▼
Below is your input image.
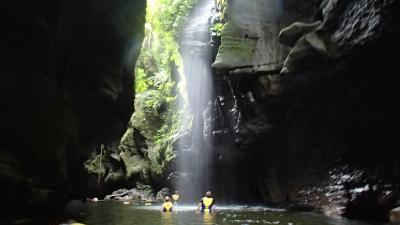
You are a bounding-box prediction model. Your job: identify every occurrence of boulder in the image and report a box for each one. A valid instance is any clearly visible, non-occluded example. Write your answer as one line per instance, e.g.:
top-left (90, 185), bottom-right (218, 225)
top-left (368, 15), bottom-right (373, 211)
top-left (389, 207), bottom-right (400, 223)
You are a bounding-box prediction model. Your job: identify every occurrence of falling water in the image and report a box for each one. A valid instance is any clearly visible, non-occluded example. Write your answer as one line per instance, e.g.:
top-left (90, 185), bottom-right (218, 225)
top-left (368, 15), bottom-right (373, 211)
top-left (176, 0), bottom-right (215, 202)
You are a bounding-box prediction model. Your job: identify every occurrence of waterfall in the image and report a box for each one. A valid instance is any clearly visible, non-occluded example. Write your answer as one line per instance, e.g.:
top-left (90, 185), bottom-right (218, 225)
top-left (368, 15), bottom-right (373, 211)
top-left (176, 0), bottom-right (215, 202)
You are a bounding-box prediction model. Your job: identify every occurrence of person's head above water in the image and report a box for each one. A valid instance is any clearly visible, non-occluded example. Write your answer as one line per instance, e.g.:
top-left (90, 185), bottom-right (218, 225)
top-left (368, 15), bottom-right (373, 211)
top-left (64, 200), bottom-right (85, 220)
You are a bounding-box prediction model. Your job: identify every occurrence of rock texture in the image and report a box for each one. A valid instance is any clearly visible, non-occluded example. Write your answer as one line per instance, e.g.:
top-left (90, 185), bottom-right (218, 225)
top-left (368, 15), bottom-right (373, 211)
top-left (207, 0), bottom-right (400, 220)
top-left (0, 0), bottom-right (145, 218)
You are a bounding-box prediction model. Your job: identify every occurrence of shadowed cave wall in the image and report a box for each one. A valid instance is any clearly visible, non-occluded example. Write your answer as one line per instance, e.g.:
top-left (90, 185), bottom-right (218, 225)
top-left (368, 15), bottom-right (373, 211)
top-left (0, 0), bottom-right (146, 215)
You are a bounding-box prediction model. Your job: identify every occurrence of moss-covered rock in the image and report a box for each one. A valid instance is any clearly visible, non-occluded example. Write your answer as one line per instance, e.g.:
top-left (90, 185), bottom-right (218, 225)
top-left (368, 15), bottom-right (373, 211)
top-left (0, 0), bottom-right (146, 214)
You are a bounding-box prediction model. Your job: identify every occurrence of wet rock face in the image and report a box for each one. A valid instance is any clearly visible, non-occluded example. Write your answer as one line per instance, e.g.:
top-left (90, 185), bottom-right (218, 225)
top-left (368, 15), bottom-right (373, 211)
top-left (209, 0), bottom-right (400, 220)
top-left (0, 0), bottom-right (145, 216)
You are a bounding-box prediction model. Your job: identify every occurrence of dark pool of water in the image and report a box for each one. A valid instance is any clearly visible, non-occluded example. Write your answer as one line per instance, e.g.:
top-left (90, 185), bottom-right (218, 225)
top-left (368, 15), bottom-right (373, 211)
top-left (85, 202), bottom-right (388, 225)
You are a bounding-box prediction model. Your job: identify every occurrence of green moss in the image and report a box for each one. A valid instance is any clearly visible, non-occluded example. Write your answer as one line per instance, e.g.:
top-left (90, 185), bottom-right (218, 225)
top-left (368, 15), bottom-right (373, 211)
top-left (213, 22), bottom-right (256, 70)
top-left (128, 0), bottom-right (197, 176)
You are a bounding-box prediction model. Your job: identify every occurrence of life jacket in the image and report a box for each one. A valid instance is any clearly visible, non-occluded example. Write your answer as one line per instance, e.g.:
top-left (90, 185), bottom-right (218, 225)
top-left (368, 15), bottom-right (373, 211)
top-left (162, 202), bottom-right (173, 212)
top-left (201, 197), bottom-right (214, 212)
top-left (172, 195), bottom-right (180, 202)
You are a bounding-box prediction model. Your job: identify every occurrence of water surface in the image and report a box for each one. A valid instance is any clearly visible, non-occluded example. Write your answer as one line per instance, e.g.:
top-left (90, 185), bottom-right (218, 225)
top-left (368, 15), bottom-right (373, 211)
top-left (85, 202), bottom-right (382, 225)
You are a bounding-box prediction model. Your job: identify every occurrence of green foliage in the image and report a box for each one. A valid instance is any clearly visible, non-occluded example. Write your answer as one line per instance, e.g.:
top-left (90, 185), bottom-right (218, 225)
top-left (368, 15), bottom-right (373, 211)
top-left (212, 22), bottom-right (225, 36)
top-left (131, 0), bottom-right (197, 173)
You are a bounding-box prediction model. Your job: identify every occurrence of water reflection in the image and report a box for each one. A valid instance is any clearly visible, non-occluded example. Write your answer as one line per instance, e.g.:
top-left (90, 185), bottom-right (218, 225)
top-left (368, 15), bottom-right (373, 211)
top-left (84, 202), bottom-right (384, 225)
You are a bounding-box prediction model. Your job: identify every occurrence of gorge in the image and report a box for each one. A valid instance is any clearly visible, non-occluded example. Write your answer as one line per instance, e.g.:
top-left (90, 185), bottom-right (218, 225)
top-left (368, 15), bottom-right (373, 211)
top-left (0, 0), bottom-right (400, 221)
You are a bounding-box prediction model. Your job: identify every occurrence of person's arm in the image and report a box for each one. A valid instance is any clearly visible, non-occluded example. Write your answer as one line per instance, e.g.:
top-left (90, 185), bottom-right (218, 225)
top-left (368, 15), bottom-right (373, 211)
top-left (197, 199), bottom-right (203, 212)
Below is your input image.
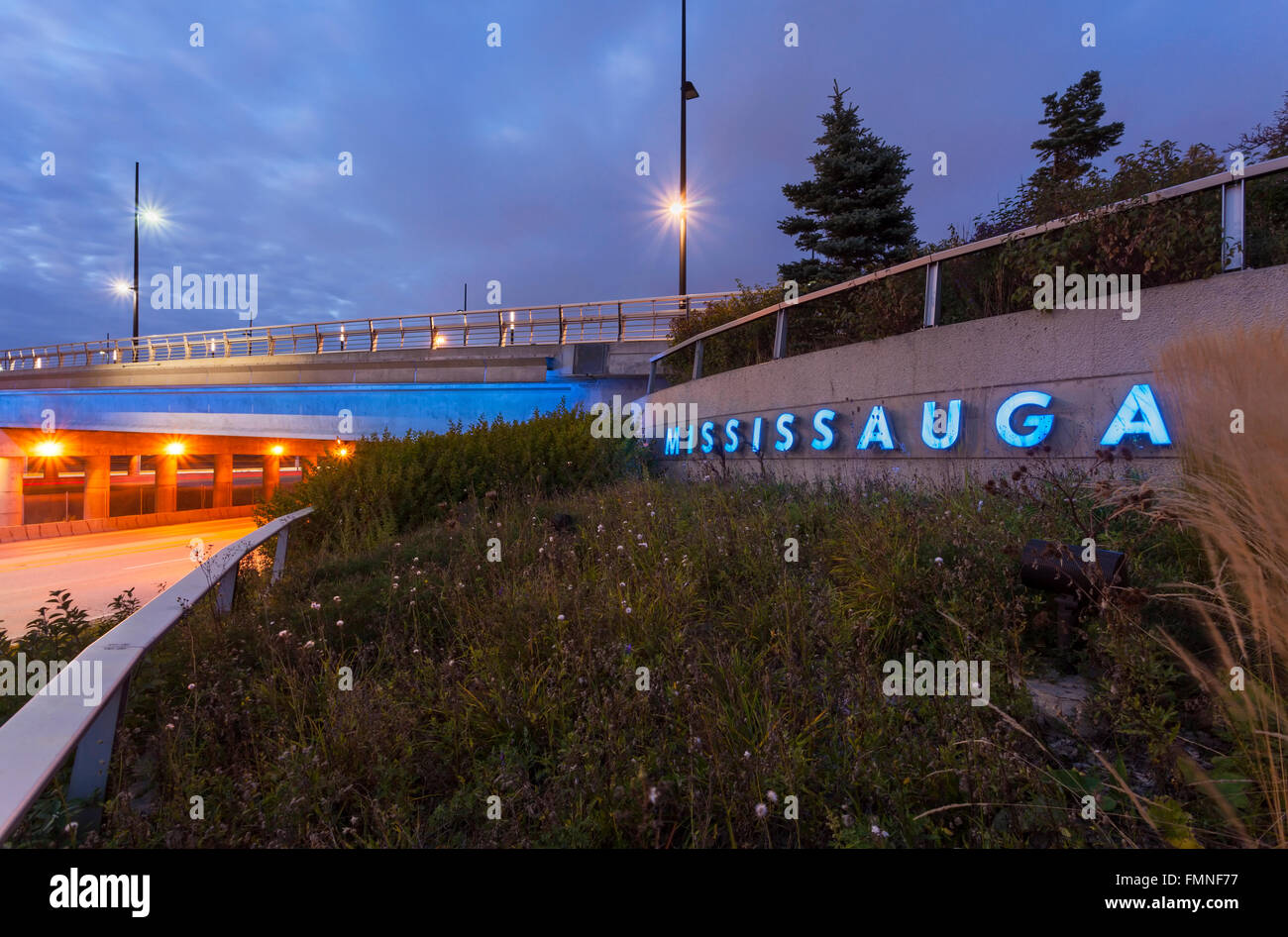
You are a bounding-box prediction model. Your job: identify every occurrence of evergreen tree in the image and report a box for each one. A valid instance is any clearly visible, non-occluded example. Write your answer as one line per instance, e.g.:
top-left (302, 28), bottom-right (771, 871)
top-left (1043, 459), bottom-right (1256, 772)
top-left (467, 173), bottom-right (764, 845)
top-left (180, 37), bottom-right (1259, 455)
▲
Stated goal: Copy the records between the lines holding "occurrence of moss-covered" and "top-left (172, 195), bottom-right (180, 202)", inclusive, requests included. Increase every coordinate in the answer boxes by 88, and leave the requests and their sample boxes unchanged.

Reply:
You are a bounding-box prediction model. Your job: identify every occurrence of moss-covered rock in the image and report a box for each one. A valid instance is any clearly visible, non-occluded example. Write your answer as one line per instance, e.g.:
top-left (90, 185), bottom-right (218, 225)
top-left (368, 15), bottom-right (373, 211)
top-left (88, 88), bottom-right (234, 302)
You are a bounding-box prediction model. Your job: identify every occurrence of wet rock face in the image and report a box for each one. A valid instance is any clearly visible, non-occluded example. Write your answer as one line per instance, e.g.:
top-left (90, 185), bottom-right (218, 225)
top-left (368, 15), bottom-right (373, 211)
top-left (297, 88), bottom-right (488, 308)
top-left (88, 88), bottom-right (233, 304)
You are a bounding-box prediction model. Your job: identify every occurrence of dark pool of water in the image and report a box for each one. A valid instance is any clearly visible, non-occluded example. Write your answer as one line per instance, e.g.:
top-left (90, 185), bottom-right (218, 225)
top-left (368, 15), bottom-right (373, 211)
top-left (173, 290), bottom-right (476, 313)
You are a bounding-box prediction model. Your job: identify every occurrence of green moss in the image and report a box for each one. A valid instance is any clearly visible, non-occluded example. Write your answer as one line per instance, e.g.:
top-left (90, 185), bottom-right (218, 225)
top-left (368, 15), bottom-right (373, 211)
top-left (301, 110), bottom-right (344, 158)
top-left (216, 88), bottom-right (285, 264)
You are a bounding-box prediction model. Your job: identify every occurrence of life jacket in the image and report a box for each one. A valid instance is any clearly visible, non-occluded example. Write your answer as one line per instance, e.g.:
top-left (90, 185), bottom-right (218, 225)
top-left (368, 15), bottom-right (373, 211)
top-left (250, 290), bottom-right (261, 300)
top-left (289, 285), bottom-right (302, 300)
top-left (260, 283), bottom-right (268, 290)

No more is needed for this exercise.